DIRECTIONS FOR THIS TASK = Copy each of the rows below verbatim, preserving every line and character.
──────── ENTRIES PROVIDED
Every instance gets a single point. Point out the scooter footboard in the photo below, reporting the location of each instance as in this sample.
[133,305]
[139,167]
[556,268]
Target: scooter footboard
────────────────
THE RESPONSE =
Every instance gets a single point. Point out the scooter footboard in the photo below, reporting the location of each instance as in this sample.
[133,305]
[139,167]
[556,268]
Target: scooter footboard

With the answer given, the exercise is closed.